なかなか得点力の上がらない阪神だったから、意外な展開で決着がついた。3点以内の競り合いになると読んでいたが、阪神がヤクルト奥川を早々と攻略したことで大勝に持ち込むことができた。

両軍の明暗を分けたのは1回の攻防だ。青柳が1死満塁から5番サンタナを2-2から遊ゴロ併殺で切り抜けた。先手を取られると一気にヤクルトに流れが傾きかねない場面だっただけにポイントだった。

この直前の青柳がプレートを外して三塁にけん制するふりをしたのは、自身で気持ちを落ち着かせたかったのだろう。2球続けての内寄りのツーシームで打たせてとることができたのは大きかった。

その裏の阪神だが、矢野監督は島田を1番に抜てきするにあたって、1回から出塁した場合に「盗塁」か「エンドラン」の作戦を繰り出すゲームプランを描いていたはずで、その通りの先制攻撃になった。

> _データ抜粋_
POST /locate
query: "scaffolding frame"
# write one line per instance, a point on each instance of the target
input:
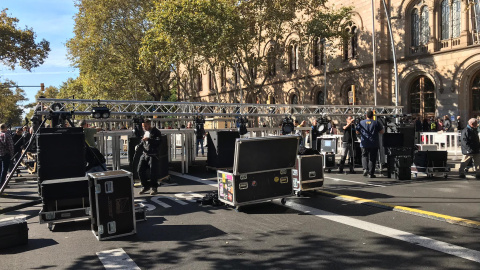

> _課題内容_
上に示した阪神対ヤクルト戦の評を、一字も変えずに全文引用せよ。

> _課題の回答_
なかなか得点力の上がらない阪神だったから、意外な展開で決着がついた。3点以内の競り合いになると読んでいたが、阪神がヤクルト奥川を早々と攻略したことで大勝に持ち込むことができた。

両軍の明暗を分けたのは1回の攻防だ。青柳が1死満塁から5番サンタナを2-2から遊ゴロ併殺で切り抜けた。先手を取られると一気にヤクルトに流れが傾きかねない場面だっただけにポイントだった。

この直前の青柳がプレートを外して三塁にけん制するふりをしたのは、自身で気持ちを落ち着かせたかったのだろう。2球続けての内寄りのツーシームで打たせてとることができたのは大きかった。

その裏の阪神だが、矢野監督は島田を1番に抜てきするにあたって、1回から出塁した場合に「盗塁」か「エンドラン」の作戦を繰り出すゲームプランを描いていたはずで、その通りの先制攻撃になった。